__选文__:
++++++++++++++++++++
在ELK的数据库报警系统中,发现有台机器报出了下面的错误:
2018-12-04 18:55:26.842 CST,"XXX","XXX",21106,"XXX",5c065c3d.5272,4,"idle",2018-12-04 18:51:41 CST,117/0,0,ERROR,54000,"out of memory","Cannot enlarge string buffer containing 0 bytes by 1342177281 more bytes.",,,,,,,"enlargeStringInfo, stringinfo.c:268",""
当看到是发生了OOM时,以为是整个数据库实例存在了问题,线上检查发现数据库正常,后查阅资料了解到,pg对于一次执行的查询语句长度是有限制的,如果长度超过了1G,则会报出上面的错误。
上面日志中的1342177281 bytes是查询的长度。
在使用copy的时候,也常会报出类似的问题,此时就要根据报错,查看对应的行数是不是由于引号或转义问题导致了对应行没有恰当的结束,或者是一整行的内容大于了1G。
下面是翻阅pg9.6源码找到的相关内容:
结合注释,pg的源码很容易看懂。
src/include/utils/memutils.h
/*
* MaxAllocSize, MaxAllocHugeSize
* Quasi-arbitrary limits on size of allocations.
*
* Note:
* There is no guarantee that smaller allocations will succeed, but
* larger requests will be summarily denied.
*
* palloc() enforces MaxAllocSize, chosen to correspond to the limiting size
* of varlena objects under TOAST. See VARSIZE_4B() and related macros in
* postgres.h. Many datatypes assume that any allocatable size can be
* represented in a varlena header. This limit also permits a caller to use
* an "int" variable for an index into or length of an allocation. Callers
* careful to avoid these hazards can access the higher limit with
* MemoryContextAllocHuge(). Both limits permit code to assume that it may
* compute twice an allocation's size without overflow.
*/
#define MaxAllocSize ((Size) 0x3fffffff) /* 1 gigabyte - 1 */
src/backend/lib/stringinfo.c
/*
* enlargeStringInfo
*
* Make sure there is enough space for 'needed' more bytes
* ('needed' does not include the terminating null).
*
* External callers usually need not concern themselves with this, since
* all stringinfo.c routines do it automatically. However, if a caller
* knows that a StringInfo will eventually become X bytes large, it
* can save some palloc overhead by enlarging the buffer before starting
* to store data in it.
++++++++++++++++++++
__练习题__:
- a) 选文中哪些名称后面紧跟着一对空括号“()”？请全部列出。
- b) 请从选文中抄录一段，从“上面日志中的1342177281 bytes是查询的长度。”开始，一直到“be summarily denied.”为止，不改一字。
以下各行是另行附上的材料，与选文无关。

__材料__:
++++++++++++++++++++
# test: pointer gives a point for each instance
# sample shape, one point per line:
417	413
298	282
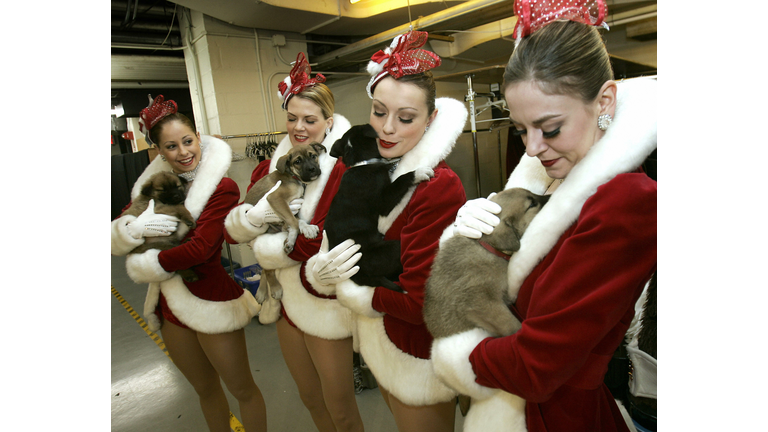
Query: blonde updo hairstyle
563	58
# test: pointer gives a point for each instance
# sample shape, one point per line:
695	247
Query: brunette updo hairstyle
563	58
425	81
154	133
321	95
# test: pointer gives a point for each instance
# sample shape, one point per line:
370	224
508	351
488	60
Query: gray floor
149	393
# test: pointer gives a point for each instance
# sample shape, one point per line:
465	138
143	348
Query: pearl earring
604	121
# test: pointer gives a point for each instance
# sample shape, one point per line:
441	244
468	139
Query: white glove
337	265
477	217
263	213
151	224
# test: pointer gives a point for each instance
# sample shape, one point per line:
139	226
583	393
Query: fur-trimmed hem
323	318
150	304
359	299
502	411
450	358
145	267
122	241
317	285
268	249
237	225
205	316
410	379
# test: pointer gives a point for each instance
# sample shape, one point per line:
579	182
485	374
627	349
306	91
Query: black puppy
365	193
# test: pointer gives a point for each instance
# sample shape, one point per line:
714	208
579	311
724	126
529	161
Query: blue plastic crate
245	272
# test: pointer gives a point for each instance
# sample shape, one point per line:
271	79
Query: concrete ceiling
475	31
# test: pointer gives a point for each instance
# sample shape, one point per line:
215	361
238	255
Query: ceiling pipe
386	37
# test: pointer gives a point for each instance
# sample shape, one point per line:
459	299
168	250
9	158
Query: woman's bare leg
302	369
229	356
189	357
429	418
334	365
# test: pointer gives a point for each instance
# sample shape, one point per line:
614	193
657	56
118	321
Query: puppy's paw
277	293
421	174
288	247
309	231
261	294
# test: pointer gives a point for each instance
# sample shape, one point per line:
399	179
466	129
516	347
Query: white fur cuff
122	241
268	249
145	267
450	359
317	285
358	299
239	228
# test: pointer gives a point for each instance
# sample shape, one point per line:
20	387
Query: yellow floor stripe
234	423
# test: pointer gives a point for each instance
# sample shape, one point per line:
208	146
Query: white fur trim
410	379
317	285
323	318
501	412
238	227
122	241
150	303
268	249
450	358
357	298
623	148
145	267
217	156
207	316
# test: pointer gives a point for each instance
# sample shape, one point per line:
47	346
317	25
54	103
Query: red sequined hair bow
402	57
157	109
535	14
297	80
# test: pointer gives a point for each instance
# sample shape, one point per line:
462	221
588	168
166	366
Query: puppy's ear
337	149
147	189
283	162
319	148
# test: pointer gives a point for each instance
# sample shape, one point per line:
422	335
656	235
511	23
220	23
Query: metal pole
471	99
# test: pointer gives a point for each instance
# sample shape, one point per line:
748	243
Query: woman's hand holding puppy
336	265
151	224
477	217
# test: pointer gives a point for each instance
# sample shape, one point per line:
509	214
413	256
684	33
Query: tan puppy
294	170
169	192
467	287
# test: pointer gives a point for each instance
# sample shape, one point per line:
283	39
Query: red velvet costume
214	303
582	265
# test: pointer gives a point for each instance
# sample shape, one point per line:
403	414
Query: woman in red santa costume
202	322
314	330
585	258
415	131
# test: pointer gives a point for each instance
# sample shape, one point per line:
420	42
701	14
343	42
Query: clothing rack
259	145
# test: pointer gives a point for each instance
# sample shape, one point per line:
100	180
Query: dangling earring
604	121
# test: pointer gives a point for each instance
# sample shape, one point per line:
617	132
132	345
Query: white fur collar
217	156
623	148
315	189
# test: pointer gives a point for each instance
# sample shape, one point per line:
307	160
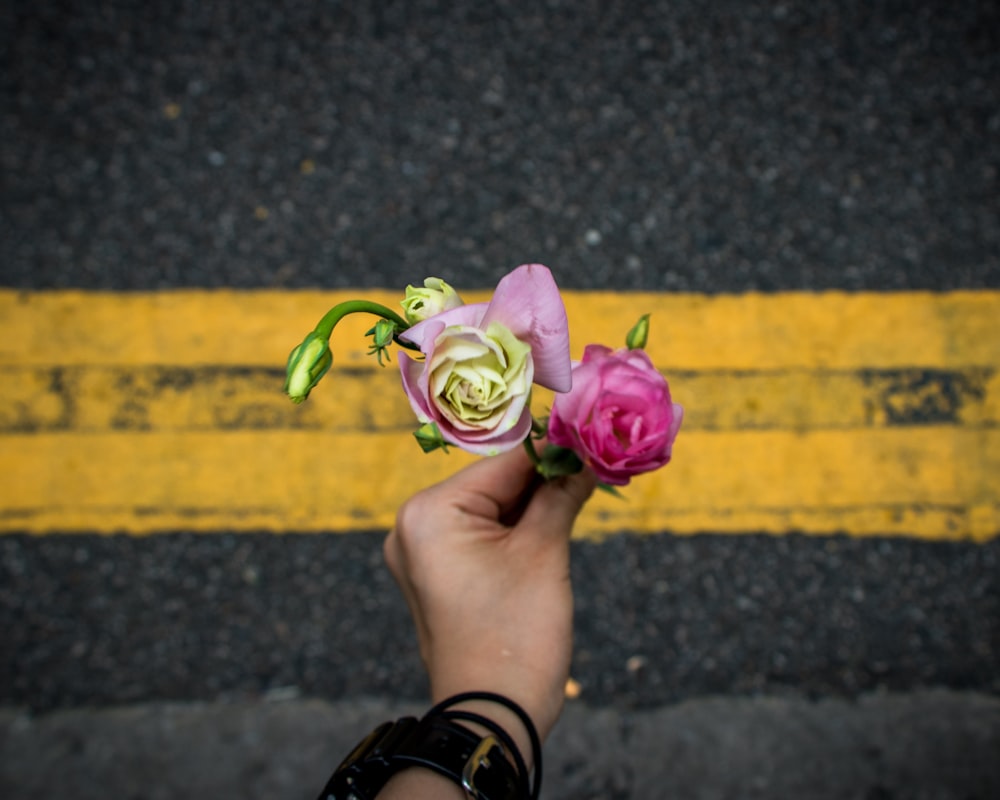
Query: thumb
555	505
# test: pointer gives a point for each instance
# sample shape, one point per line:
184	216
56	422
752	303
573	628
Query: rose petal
412	373
424	333
527	301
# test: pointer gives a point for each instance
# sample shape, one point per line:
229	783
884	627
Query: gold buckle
478	760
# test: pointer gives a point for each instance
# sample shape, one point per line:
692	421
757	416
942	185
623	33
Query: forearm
417	784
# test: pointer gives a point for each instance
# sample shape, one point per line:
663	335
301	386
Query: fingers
556	503
503	479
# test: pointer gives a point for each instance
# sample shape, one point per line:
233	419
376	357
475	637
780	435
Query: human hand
482	559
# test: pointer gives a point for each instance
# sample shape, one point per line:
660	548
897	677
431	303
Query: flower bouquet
468	370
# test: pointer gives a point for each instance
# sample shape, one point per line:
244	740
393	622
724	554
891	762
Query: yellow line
867	414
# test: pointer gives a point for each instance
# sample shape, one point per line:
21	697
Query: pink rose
618	418
480	361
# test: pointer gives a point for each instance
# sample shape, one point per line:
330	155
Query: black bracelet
506	702
479	764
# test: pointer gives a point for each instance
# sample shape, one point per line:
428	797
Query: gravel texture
110	620
925	746
676	145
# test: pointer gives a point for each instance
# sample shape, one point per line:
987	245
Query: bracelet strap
478	764
506	702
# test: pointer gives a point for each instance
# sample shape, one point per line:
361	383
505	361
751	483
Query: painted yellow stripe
867	414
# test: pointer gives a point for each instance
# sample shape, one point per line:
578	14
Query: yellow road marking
864	413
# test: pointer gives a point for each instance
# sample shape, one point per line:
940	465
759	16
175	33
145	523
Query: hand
483	562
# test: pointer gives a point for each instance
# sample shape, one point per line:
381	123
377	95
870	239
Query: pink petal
527	301
497	443
424	333
412	372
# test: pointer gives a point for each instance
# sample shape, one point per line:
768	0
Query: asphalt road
656	146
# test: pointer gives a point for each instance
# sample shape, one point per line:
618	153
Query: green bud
434	297
429	437
307	363
635	339
382	335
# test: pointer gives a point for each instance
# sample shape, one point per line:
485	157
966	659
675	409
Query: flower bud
307	363
429	437
636	338
435	296
382	335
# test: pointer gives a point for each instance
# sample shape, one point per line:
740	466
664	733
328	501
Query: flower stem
326	325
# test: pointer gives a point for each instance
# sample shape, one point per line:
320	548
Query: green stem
325	326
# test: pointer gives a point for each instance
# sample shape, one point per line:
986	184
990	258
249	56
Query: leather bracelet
437	742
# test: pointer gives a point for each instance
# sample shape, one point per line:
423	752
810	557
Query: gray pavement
677	145
934	745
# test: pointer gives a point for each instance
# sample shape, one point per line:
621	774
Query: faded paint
822	413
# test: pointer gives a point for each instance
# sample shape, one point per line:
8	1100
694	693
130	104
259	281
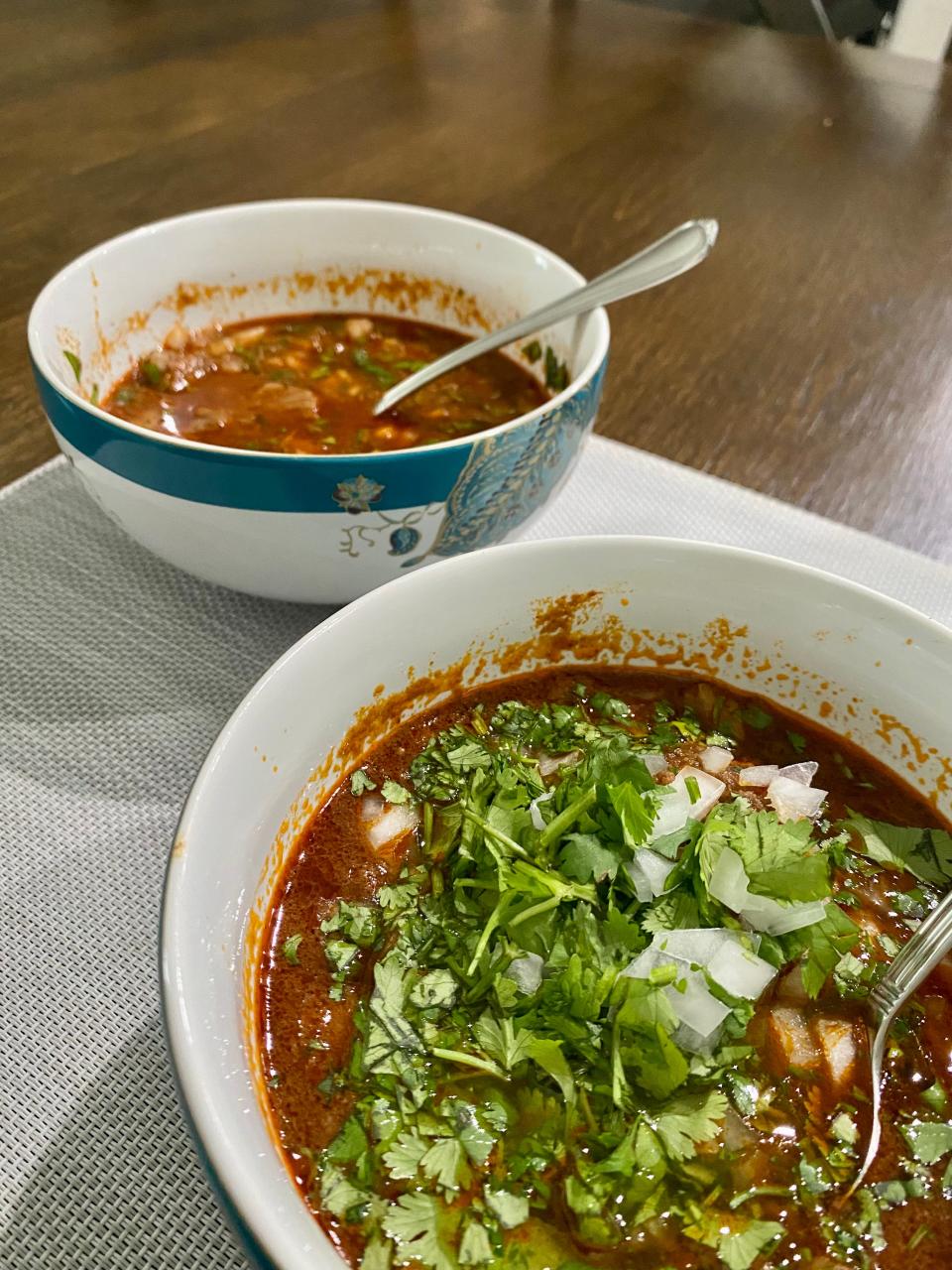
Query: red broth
++++++++++++++++++++
__参考答案__:
- a) palloc()、VARSIZE_4B()、MemoryContextAllocHuge()

- b)
上面日志中的1342177281 bytes是查询的长度。
在使用copy的时候,也常会报出类似的问题,此时就要根据报错,查看对应的行数是不是由于引号或转义问题导致了对应行没有恰当的结束,或者是一整行的内容大于了1G。
下面是翻阅pg9.6源码找到的相关内容:
结合注释,pg的源码很容易看懂。
src/include/utils/memutils.h
/*
* MaxAllocSize, MaxAllocHugeSize
* Quasi-arbitrary limits on size of allocations.
*
* Note:
* There is no guarantee that smaller allocations will succeed, but
* larger requests will be summarily denied.